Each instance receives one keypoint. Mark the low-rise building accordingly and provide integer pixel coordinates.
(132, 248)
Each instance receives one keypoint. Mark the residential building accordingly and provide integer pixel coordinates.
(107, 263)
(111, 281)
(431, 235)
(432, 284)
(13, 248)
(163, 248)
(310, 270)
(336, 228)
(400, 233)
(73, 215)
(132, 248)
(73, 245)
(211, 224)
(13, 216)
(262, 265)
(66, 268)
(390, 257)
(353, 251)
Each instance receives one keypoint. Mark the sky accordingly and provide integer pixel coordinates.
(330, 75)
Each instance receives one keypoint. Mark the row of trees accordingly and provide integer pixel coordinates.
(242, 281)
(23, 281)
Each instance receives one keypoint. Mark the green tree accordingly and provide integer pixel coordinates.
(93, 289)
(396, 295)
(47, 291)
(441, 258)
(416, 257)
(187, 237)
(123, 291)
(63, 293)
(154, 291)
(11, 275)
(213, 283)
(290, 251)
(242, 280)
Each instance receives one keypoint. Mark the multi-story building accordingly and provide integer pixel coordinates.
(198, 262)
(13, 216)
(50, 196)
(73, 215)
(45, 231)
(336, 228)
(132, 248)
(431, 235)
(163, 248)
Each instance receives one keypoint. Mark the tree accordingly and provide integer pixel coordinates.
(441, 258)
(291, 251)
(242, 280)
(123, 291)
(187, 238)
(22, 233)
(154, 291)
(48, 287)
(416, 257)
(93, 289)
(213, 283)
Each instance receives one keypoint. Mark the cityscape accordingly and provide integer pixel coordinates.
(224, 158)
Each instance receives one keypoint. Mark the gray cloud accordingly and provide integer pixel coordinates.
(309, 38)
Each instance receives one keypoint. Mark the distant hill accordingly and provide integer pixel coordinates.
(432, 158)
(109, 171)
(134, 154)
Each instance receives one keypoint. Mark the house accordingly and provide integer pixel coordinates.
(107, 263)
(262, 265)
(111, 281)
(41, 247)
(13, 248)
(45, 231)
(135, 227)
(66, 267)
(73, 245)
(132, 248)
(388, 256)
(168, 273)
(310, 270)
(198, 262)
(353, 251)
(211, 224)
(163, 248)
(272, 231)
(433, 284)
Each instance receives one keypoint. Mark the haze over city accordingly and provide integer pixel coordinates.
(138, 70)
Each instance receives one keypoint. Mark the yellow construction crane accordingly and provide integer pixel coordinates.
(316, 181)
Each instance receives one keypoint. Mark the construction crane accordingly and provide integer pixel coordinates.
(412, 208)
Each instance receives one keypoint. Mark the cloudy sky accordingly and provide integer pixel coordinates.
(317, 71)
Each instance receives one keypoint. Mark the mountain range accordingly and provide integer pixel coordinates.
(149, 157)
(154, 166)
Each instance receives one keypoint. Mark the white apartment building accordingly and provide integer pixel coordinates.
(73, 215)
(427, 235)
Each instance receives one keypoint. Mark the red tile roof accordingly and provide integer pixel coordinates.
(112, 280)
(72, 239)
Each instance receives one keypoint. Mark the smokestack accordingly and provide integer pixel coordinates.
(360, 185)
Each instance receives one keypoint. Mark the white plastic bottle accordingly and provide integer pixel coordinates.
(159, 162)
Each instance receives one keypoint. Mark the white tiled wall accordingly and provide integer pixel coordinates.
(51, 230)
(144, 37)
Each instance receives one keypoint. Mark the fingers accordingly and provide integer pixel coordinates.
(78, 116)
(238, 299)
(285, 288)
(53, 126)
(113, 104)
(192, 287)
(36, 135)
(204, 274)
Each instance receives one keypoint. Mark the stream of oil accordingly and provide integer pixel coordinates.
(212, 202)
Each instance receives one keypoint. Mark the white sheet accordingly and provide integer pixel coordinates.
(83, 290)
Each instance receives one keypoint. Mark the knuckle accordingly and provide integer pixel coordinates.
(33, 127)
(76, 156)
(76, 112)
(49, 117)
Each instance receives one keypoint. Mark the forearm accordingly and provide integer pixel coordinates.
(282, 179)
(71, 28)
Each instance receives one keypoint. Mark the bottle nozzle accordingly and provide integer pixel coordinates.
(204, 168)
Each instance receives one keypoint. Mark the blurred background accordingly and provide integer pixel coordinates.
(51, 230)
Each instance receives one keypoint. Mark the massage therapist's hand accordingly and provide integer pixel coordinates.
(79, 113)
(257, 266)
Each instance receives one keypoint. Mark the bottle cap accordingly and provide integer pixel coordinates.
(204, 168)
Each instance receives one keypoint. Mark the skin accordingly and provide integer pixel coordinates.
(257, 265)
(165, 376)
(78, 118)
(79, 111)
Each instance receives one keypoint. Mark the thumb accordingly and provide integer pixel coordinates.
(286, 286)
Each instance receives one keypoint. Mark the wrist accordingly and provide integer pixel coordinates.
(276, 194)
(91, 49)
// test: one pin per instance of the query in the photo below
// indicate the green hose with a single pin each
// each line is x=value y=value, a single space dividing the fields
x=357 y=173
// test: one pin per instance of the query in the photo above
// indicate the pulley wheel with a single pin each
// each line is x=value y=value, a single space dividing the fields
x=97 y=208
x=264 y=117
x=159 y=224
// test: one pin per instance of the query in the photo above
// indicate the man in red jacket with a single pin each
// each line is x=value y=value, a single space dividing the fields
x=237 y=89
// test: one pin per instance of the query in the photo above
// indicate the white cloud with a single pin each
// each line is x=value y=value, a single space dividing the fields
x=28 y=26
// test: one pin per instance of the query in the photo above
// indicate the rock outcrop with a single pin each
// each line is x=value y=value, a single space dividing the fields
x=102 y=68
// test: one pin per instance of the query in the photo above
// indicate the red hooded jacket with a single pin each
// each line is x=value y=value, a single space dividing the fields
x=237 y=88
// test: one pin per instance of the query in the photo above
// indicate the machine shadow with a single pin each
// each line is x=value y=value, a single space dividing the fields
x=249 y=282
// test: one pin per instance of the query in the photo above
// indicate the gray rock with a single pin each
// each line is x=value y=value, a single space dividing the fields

**Brief:**
Please render every line of the items above as a JSON list of strings, one string per line, and leave out any blank lines.

**Task solution:**
[
  "Each instance receives one keypoint. Mark the low-rise building accordingly and provide integer pixel coordinates.",
  "(132, 248)",
  "Each instance receives one keypoint. Mark the residential building accordingly and provide integer pixel coordinates.",
  "(107, 263)",
  "(111, 281)",
  "(431, 235)",
  "(432, 284)",
  "(13, 248)",
  "(163, 248)",
  "(310, 270)",
  "(336, 228)",
  "(400, 233)",
  "(73, 215)",
  "(132, 248)",
  "(73, 245)",
  "(211, 224)",
  "(13, 216)",
  "(262, 265)",
  "(66, 268)",
  "(390, 257)",
  "(353, 251)",
  "Each instance receives one keypoint. Mark the sky accordingly and provide integer pixel coordinates.",
  "(330, 75)",
  "Each instance receives one keypoint. Mark the row of trees accordingly and provide integer pixel coordinates.",
  "(242, 281)",
  "(23, 281)",
  "Each instance receives one keypoint. Mark the green tree accordingly and provide integer pixel coordinates.",
  "(93, 289)",
  "(396, 295)",
  "(47, 291)",
  "(441, 258)",
  "(416, 257)",
  "(187, 237)",
  "(123, 291)",
  "(63, 293)",
  "(154, 291)",
  "(11, 275)",
  "(213, 283)",
  "(290, 251)",
  "(242, 280)",
  "Each instance receives one keypoint. Mark the multi-story building accordingly and provide integer pixel coordinates.",
  "(198, 262)",
  "(13, 216)",
  "(50, 196)",
  "(73, 215)",
  "(45, 231)",
  "(336, 228)",
  "(132, 248)",
  "(431, 235)",
  "(163, 248)",
  "Each instance receives one keypoint. Mark the tree accordingly and provide integer pixel coordinates.",
  "(441, 258)",
  "(291, 251)",
  "(242, 280)",
  "(123, 291)",
  "(187, 238)",
  "(22, 233)",
  "(154, 291)",
  "(48, 287)",
  "(416, 257)",
  "(93, 289)",
  "(213, 283)",
  "Each instance receives one keypoint. Mark the cityscape accordingly and provide integer pixel coordinates.",
  "(224, 158)",
  "Each instance receives one keypoint. Mark the gray cloud accordingly and provide integer pixel coordinates.",
  "(309, 38)",
  "Each instance receives one keypoint. Mark the distant hill accordingly and provide integer pixel coordinates.",
  "(432, 158)",
  "(109, 171)",
  "(134, 154)",
  "Each instance receives one keypoint. Mark the house accordingly and provide integer pixel coordinates.",
  "(107, 263)",
  "(262, 265)",
  "(111, 281)",
  "(41, 247)",
  "(13, 248)",
  "(45, 231)",
  "(135, 227)",
  "(66, 267)",
  "(73, 245)",
  "(132, 248)",
  "(388, 256)",
  "(168, 273)",
  "(310, 270)",
  "(198, 262)",
  "(353, 251)",
  "(211, 224)",
  "(163, 248)",
  "(272, 231)",
  "(433, 284)",
  "Each instance receives one keypoint. Mark the haze over city accordingly and provide integer pixel coordinates.",
  "(138, 70)",
  "Each instance receives one keypoint. Mark the yellow construction crane accordingly and provide integer pixel coordinates.",
  "(316, 181)",
  "Each instance receives one keypoint. Mark the construction crane accordingly and provide integer pixel coordinates.",
  "(412, 208)",
  "Each instance receives one keypoint. Mark the cloudy sky accordingly and provide integer pixel coordinates.",
  "(317, 71)",
  "Each instance receives one keypoint. Mark the mountain range accordingly and provide integer pixel coordinates.",
  "(149, 157)",
  "(154, 166)",
  "Each instance receives one keypoint. Mark the white apartment building accordingly and provide integer pixel coordinates.",
  "(73, 215)",
  "(427, 235)",
  "Each instance receives one keypoint. Mark the red tile roof accordingly and provide integer pixel coordinates.",
  "(112, 280)",
  "(72, 239)",
  "Each instance receives one keypoint. Mark the smokestack accordingly and provide integer pixel coordinates.",
  "(360, 185)",
  "Each instance receives one keypoint. Mark the white plastic bottle accordingly and provide integer pixel coordinates.",
  "(159, 162)",
  "Each instance receives one keypoint. Mark the white tiled wall accordingly and provide integer pixel coordinates.",
  "(51, 230)",
  "(144, 37)",
  "Each instance receives one keypoint. Mark the fingers accordingly and provide integer pixel coordinates.",
  "(78, 116)",
  "(238, 299)",
  "(285, 288)",
  "(53, 126)",
  "(113, 104)",
  "(192, 287)",
  "(36, 135)",
  "(204, 274)",
  "Each instance receives one keypoint. Mark the stream of oil accordingly and provide integer pixel coordinates.",
  "(212, 202)",
  "Each instance receives one keypoint. Mark the white sheet accordingly and provide integer pixel coordinates.",
  "(83, 290)",
  "Each instance receives one keypoint. Mark the knuckle accordingly and provide integer pixel coordinates.",
  "(33, 127)",
  "(76, 156)",
  "(76, 112)",
  "(49, 117)",
  "Each instance receives one keypoint. Mark the forearm accordingly and provide integer pixel coordinates.",
  "(282, 179)",
  "(71, 28)",
  "Each instance receives one keypoint. Mark the bottle nozzle accordingly and provide integer pixel coordinates.",
  "(204, 168)",
  "Each instance receives one keypoint. Mark the blurred background accordingly and provide integer pixel coordinates.",
  "(51, 230)",
  "Each instance receives one keypoint. Mark the massage therapist's hand accordingly and provide integer pixel coordinates.",
  "(79, 113)",
  "(257, 266)",
  "Each instance receives one keypoint. Mark the bottle cap accordingly and provide integer pixel coordinates.",
  "(204, 168)",
  "Each instance receives one keypoint. Mark the skin accordingly and provide integer pixel coordinates.",
  "(257, 265)",
  "(165, 376)",
  "(78, 118)",
  "(79, 111)",
  "Each instance receives one keypoint. Mark the thumb accordingly and provide integer pixel coordinates.",
  "(286, 286)",
  "Each instance receives one keypoint. Mark the wrist accordingly and provide integer pixel coordinates.",
  "(276, 194)",
  "(91, 49)",
  "// test: one pin per instance of the query in the photo below",
  "// indicate the green hose with a single pin each",
  "// each line is x=value y=value, a single space dividing the fields",
  "x=357 y=173",
  "// test: one pin per instance of the query in the photo above",
  "// indicate the pulley wheel with a single pin each",
  "// each line is x=value y=value, a single space dividing the fields",
  "x=97 y=208",
  "x=264 y=117",
  "x=159 y=224",
  "// test: one pin per instance of the query in the photo above",
  "// indicate the man in red jacket with a single pin each",
  "// each line is x=value y=value, a single space dividing the fields",
  "x=237 y=89",
  "// test: one pin per instance of the query in the photo above",
  "// indicate the white cloud with a single pin each",
  "// each line is x=value y=value, a single space dividing the fields",
  "x=28 y=26",
  "// test: one pin per instance of the query in the photo above",
  "// indicate the rock outcrop with a single pin each",
  "// each line is x=value y=value, a single space dividing the fields",
  "x=102 y=68",
  "// test: one pin per instance of the query in the photo above",
  "// indicate the red hooded jacket with a single pin each",
  "// each line is x=value y=value, a single space dividing the fields",
  "x=237 y=88",
  "// test: one pin per instance of the query in the photo above",
  "// indicate the machine shadow with a single pin each",
  "// each line is x=value y=value, a single space dividing the fields",
  "x=249 y=282",
  "// test: one pin per instance of the query in the photo above",
  "// indicate the gray rock with a single pin each",
  "// each line is x=value y=value, a single space dividing the fields"
]